:: GOAL ::
Copy all lines below exactly as written. Leave pictures out.

:: RAW RECORDS ::
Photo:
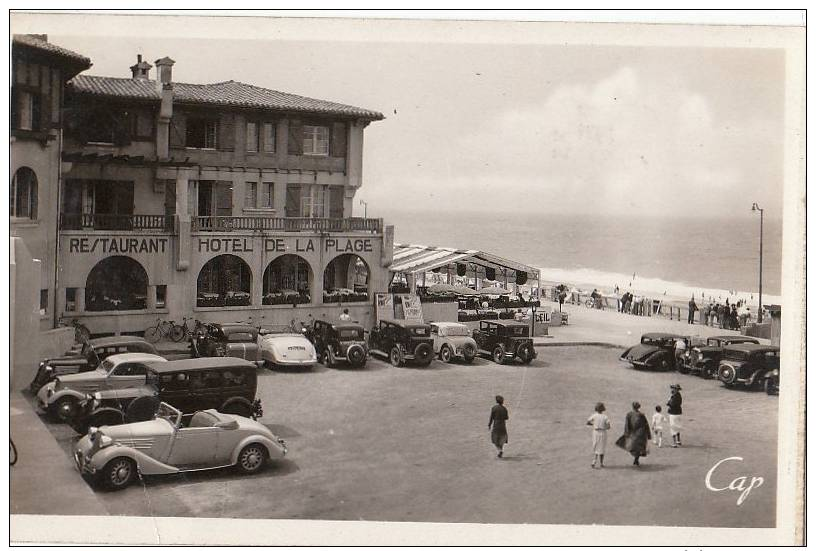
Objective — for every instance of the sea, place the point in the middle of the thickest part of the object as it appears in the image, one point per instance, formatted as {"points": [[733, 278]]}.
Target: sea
{"points": [[672, 256]]}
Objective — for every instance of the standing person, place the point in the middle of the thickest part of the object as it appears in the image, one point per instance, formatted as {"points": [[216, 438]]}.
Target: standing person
{"points": [[636, 434], [692, 309], [675, 410], [600, 425], [658, 425], [497, 425]]}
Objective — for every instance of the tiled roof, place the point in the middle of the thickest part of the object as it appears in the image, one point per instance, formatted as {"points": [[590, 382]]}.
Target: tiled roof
{"points": [[39, 44], [230, 93]]}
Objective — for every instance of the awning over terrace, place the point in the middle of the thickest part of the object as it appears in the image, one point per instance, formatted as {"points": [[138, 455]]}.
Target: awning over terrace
{"points": [[476, 267]]}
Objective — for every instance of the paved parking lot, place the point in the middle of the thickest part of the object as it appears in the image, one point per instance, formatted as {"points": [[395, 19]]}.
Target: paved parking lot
{"points": [[411, 444]]}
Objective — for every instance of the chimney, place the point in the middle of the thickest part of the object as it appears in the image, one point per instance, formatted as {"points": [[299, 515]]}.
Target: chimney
{"points": [[164, 86], [141, 71], [165, 77]]}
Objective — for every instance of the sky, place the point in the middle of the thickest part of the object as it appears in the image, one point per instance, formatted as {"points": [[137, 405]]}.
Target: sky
{"points": [[509, 127]]}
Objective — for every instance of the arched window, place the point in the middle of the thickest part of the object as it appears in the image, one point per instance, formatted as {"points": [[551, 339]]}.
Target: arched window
{"points": [[23, 194], [225, 280], [346, 279], [116, 283], [287, 280]]}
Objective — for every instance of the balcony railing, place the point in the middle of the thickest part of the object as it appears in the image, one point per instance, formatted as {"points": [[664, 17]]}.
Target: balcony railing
{"points": [[116, 222], [262, 223]]}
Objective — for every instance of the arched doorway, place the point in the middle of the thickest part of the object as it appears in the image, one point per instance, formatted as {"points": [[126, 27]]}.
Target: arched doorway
{"points": [[224, 280], [346, 279], [287, 280], [116, 283]]}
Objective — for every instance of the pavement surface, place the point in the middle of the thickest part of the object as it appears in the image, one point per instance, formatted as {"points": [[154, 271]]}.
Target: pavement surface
{"points": [[411, 444]]}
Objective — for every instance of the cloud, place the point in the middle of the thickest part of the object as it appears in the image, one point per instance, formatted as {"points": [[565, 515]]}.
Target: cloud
{"points": [[626, 143]]}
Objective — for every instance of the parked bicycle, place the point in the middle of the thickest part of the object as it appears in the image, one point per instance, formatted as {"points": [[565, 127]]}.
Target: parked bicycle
{"points": [[165, 329], [81, 333]]}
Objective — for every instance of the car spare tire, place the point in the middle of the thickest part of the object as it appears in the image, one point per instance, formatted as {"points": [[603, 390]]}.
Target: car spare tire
{"points": [[355, 355], [727, 374], [423, 354]]}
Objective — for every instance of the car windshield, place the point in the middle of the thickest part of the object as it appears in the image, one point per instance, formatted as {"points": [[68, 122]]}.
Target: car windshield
{"points": [[350, 334], [454, 331], [168, 413]]}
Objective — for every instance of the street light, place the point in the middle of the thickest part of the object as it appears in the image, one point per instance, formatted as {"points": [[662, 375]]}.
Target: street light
{"points": [[755, 208]]}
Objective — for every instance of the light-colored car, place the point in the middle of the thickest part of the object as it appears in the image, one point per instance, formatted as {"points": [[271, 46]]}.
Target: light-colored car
{"points": [[453, 340], [173, 443], [282, 346], [61, 397]]}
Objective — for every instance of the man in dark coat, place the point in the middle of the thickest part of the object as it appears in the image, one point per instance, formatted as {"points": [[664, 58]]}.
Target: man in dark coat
{"points": [[636, 434], [497, 425], [675, 410]]}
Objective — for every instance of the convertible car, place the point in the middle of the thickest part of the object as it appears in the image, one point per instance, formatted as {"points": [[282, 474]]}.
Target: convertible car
{"points": [[655, 351], [173, 443], [285, 347]]}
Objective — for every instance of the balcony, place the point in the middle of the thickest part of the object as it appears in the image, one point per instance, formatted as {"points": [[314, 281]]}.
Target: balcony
{"points": [[264, 224], [116, 222]]}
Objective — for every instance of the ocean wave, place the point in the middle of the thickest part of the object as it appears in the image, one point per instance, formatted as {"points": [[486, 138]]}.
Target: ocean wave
{"points": [[606, 281]]}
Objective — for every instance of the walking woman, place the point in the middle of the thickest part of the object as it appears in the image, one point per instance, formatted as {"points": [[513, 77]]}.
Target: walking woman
{"points": [[497, 425], [636, 434]]}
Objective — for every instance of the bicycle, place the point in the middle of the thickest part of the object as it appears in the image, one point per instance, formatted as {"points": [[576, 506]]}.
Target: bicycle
{"points": [[81, 333], [162, 329]]}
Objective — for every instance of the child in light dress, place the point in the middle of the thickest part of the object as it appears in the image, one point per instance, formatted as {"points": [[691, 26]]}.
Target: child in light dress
{"points": [[600, 425], [658, 425]]}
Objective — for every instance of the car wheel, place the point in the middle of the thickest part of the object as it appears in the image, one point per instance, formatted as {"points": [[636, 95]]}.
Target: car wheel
{"points": [[252, 458], [355, 355], [119, 473], [237, 408], [65, 408], [469, 353], [498, 354], [395, 356], [525, 353]]}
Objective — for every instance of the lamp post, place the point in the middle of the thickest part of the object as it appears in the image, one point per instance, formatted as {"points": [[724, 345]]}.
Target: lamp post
{"points": [[755, 208]]}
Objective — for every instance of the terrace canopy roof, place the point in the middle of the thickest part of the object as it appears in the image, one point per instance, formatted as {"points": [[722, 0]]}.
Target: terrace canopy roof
{"points": [[414, 259]]}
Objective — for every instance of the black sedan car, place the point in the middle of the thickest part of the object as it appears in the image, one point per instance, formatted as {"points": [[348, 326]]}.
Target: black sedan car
{"points": [[655, 351]]}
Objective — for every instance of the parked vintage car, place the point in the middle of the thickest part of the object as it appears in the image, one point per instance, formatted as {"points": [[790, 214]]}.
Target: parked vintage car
{"points": [[504, 341], [704, 360], [339, 342], [226, 384], [286, 346], [772, 382], [746, 364], [655, 351], [236, 340], [402, 341], [87, 357], [172, 443], [453, 341], [61, 397]]}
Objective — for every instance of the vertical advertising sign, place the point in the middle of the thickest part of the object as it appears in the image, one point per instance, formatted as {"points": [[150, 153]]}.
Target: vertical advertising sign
{"points": [[411, 308], [384, 306]]}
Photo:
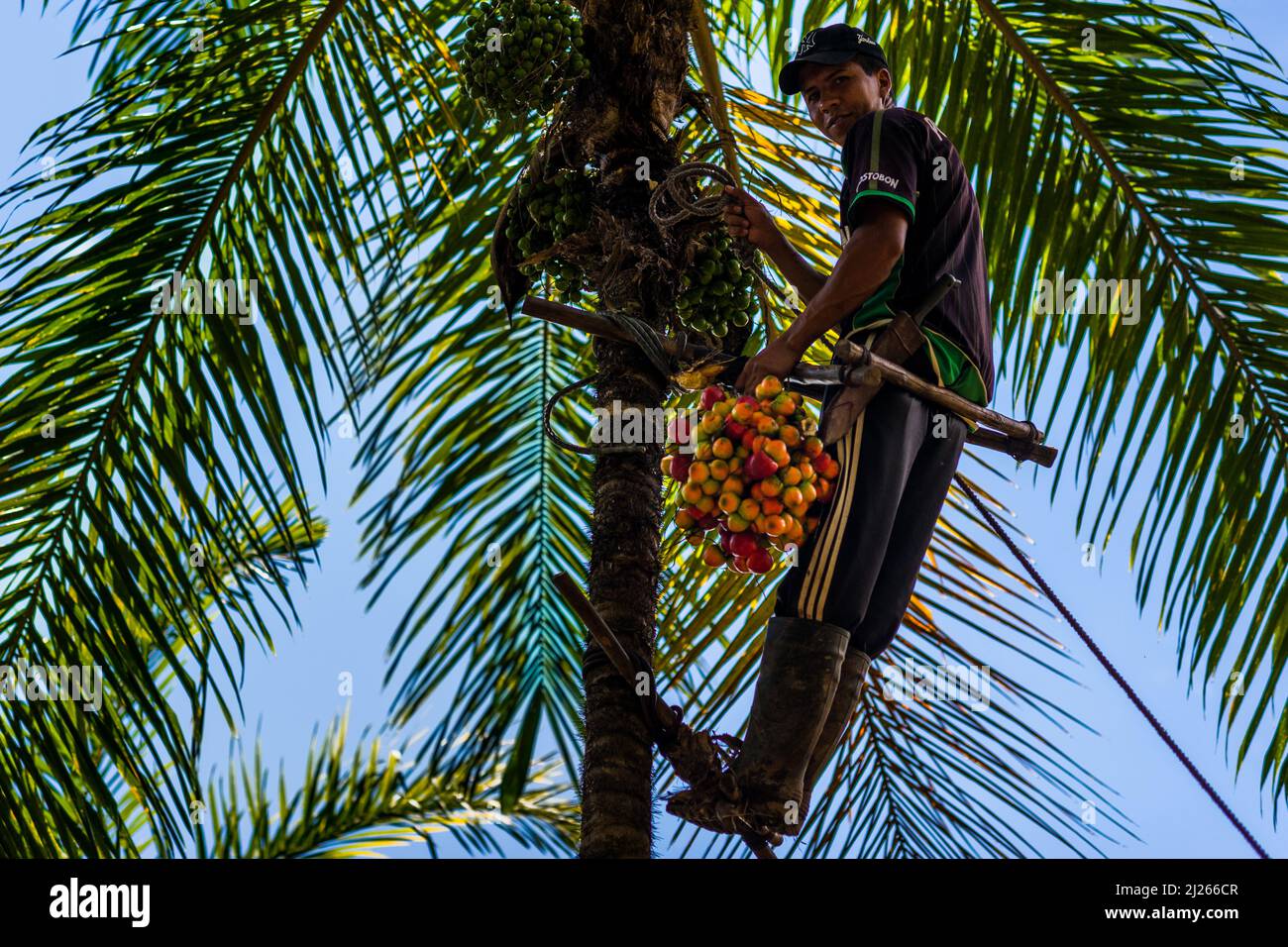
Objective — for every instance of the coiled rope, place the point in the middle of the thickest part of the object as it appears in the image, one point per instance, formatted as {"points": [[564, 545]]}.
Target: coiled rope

:: FINAL RESULT ::
Photo:
Objective — for every instance of the sea, place the point in the middle of the thickest part of the object as it appears in the image, one point per instance, formatted as {"points": [[733, 278]]}.
Target: sea
{"points": [[672, 256]]}
Objective — for every instance of the standing person, place the point in the middle of the thickest part of the object as it appears in the image, one point per instance, formatted as {"points": [[216, 438]]}.
Target: standing person
{"points": [[636, 434], [692, 309], [675, 410], [600, 425], [658, 425], [497, 425]]}
Objective — for every instance of the tiled roof, place the point in the middle of the thickest part of the object as it appears in the image, one point per instance, formatted as {"points": [[590, 382]]}.
Target: tiled roof
{"points": [[39, 44], [230, 93]]}
Objective — for every instance of the awning over terrace, place the point in the middle of the thickest part of the object as it appears in the image, one point per instance, formatted as {"points": [[138, 455]]}.
Target: awning over terrace
{"points": [[476, 267]]}
Objective — for every instance of the paved parking lot, place the point in the middle of the thickest part of the object as it appears in the image, one point per instance, formatted as {"points": [[395, 19]]}.
Target: paved parking lot
{"points": [[411, 444]]}
Objective — for every instance of the chimney, place the point in the middle of the thickest part of the object as it appears in the image, one point per instance, formatted as {"points": [[299, 515]]}.
Target: chimney
{"points": [[164, 86], [141, 71], [165, 77]]}
Objective — for every instance of the sky, place the point in the middle of the thickest part of the object as it appears in the image, one point per instance, formatted as {"points": [[137, 405]]}.
Target: sky
{"points": [[509, 127]]}
Objective — for every instance of the arched window, place the point in the middle of the thickest part of the object as it appears in the image, one point per instance, formatted as {"points": [[551, 339]]}.
Target: arched window
{"points": [[23, 194], [225, 280], [346, 279], [116, 283], [287, 280]]}
Objective — for every instance of the balcony railing, place the point in the middle of the thickest part of the object as it appears in the image, one point per instance, formatted as {"points": [[664, 17]]}.
Target: balcony railing
{"points": [[116, 222], [262, 223]]}
Objective — for every instance of the arched doorway, place the point in the middle of the thickest part of the object as it appears in the image, one point per instance, formatted as {"points": [[126, 27]]}.
Target: arched doorway
{"points": [[224, 280], [346, 279], [287, 280], [116, 283]]}
Objective — for every instance of the pavement surface, place the point in the middle of the thickest part of the object as it appears in the image, one point per instance, formatted as {"points": [[154, 271]]}.
Target: pavement surface
{"points": [[411, 444]]}
Objective — for every instance of the cloud, place the point in the middle of the thickest part of the object as it appears in the image, one point per instance, formatted as {"points": [[565, 515]]}.
Target: cloud
{"points": [[626, 143]]}
Objective — for every instance of the parked bicycle, place the point in the middle of the thickest part of the object as it appears in the image, one point per instance, formatted as {"points": [[565, 127]]}.
Target: parked bicycle
{"points": [[165, 329], [81, 333]]}
Objective — for every instance of the car spare tire, place the point in the middle of the thickest part of the object as it appears in the image, one point per instance, formatted as {"points": [[603, 390]]}.
Target: car spare tire
{"points": [[355, 355], [727, 374], [423, 354]]}
Objective — for every instance of the car windshield, place the point in the middle of the thickest part of the object as it appears in the image, one point per instance, formatted as {"points": [[68, 122]]}.
Target: car windshield
{"points": [[350, 334], [454, 331], [168, 413]]}
Objective — for every instance of the street light, place the point in the middle of the thickest part of the object as it appears in the image, one point per instance, formatted as {"points": [[662, 375]]}.
Target: street light
{"points": [[755, 208]]}
Objective — for every instance of the light-colored car, place the point in the middle of the thickest part of the object as it appears in the image, one point per instance, formatted as {"points": [[271, 46]]}.
Target: light-colored car
{"points": [[453, 340], [173, 443], [282, 346], [61, 397]]}
Objective — for every instance of the man in dark coat, place the point in the middle of the thickest part of the object as it appears in the image, one point per instance, formatted as {"points": [[664, 58]]}.
Target: man in dark coat
{"points": [[636, 434], [497, 425], [675, 410]]}
Objective — for every instance of the convertible car, place the point in the middle of the thickest part of the object as it appears in the image, one point per instance, formatted as {"points": [[282, 474]]}.
Target: convertible car
{"points": [[655, 351], [173, 443], [285, 347]]}
Objective — for every instance of the balcony, place the point in the middle of the thickest part of the object as it appears in the image, one point per instance, formatted as {"points": [[314, 281]]}.
Target: balcony
{"points": [[264, 224], [116, 222]]}
Objective — for every instance of the ocean wave, place the point in the middle of the thickest part of the object as it appears in the image, one point per instance, formatted as {"points": [[486, 138]]}.
Target: ocean wave
{"points": [[606, 281]]}
Objective — for every instance of the walking woman, place the point in the middle of the thickest part of the object as it appears in the image, one point per instance, formatted as {"points": [[513, 77]]}.
Target: walking woman
{"points": [[497, 425], [636, 434]]}
Objective — for every instance of the bicycle, place the point in the middle of the thickest part of the object as it appears in the image, one point per instance, formatted as {"points": [[576, 506]]}.
Target: bicycle
{"points": [[81, 333], [162, 329]]}
Objective — for every instance of the child in light dress, place the point in the middle of the thickest part of the object as it appears in the image, one point per instance, formatted as {"points": [[691, 26]]}.
Target: child in light dress
{"points": [[600, 425], [658, 425]]}
Objective — for every instance of the car wheel, place the point in the middle of the thickest part of the object as it appears in the image, one point per instance, formatted as {"points": [[636, 95]]}.
Target: car wheel
{"points": [[252, 458], [355, 355], [119, 473], [237, 408], [65, 408], [469, 353], [498, 354], [395, 356], [525, 353]]}
Objective — for every instance of the lamp post, place the point in the middle of the thickest part of the object as it appears in the image, one point per instance, formatted as {"points": [[724, 345]]}.
Target: lamp post
{"points": [[755, 208]]}
Objective — for every instance of the terrace canopy roof, place the point in the middle of the thickest part of the object as it appears in the image, one point per instance, formatted as {"points": [[722, 0]]}.
Target: terrace canopy roof
{"points": [[414, 259]]}
Objective — for every instance of the black sedan car, place the point in the middle of the thickest part of the object as it appears in the image, one point per instance, formatted as {"points": [[348, 326]]}.
Target: black sedan car
{"points": [[655, 351]]}
Objective — for every instance of the parked vintage car, place the point in the middle of the thickest part of the object as it appears in the image, one point per instance, formatted as {"points": [[790, 214]]}.
Target: parked vintage car
{"points": [[504, 341], [704, 360], [339, 342], [226, 384], [286, 346], [772, 382], [746, 364], [655, 351], [236, 340], [402, 341], [87, 357], [172, 443], [453, 341], [61, 397]]}
Objective — for every instance of the vertical advertising sign, place the point in the middle of the thickest part of the object as it appears in the image, one point per instance, formatted as {"points": [[150, 153]]}.
Target: vertical advertising sign
{"points": [[411, 308], [384, 306]]}
Photo:
Objective — for every instance of the coiled rope, place the point in the middle of the thickest part of the object as it appears in the image, one point per instance, formatted as {"points": [[564, 545]]}.
Target: coiled rope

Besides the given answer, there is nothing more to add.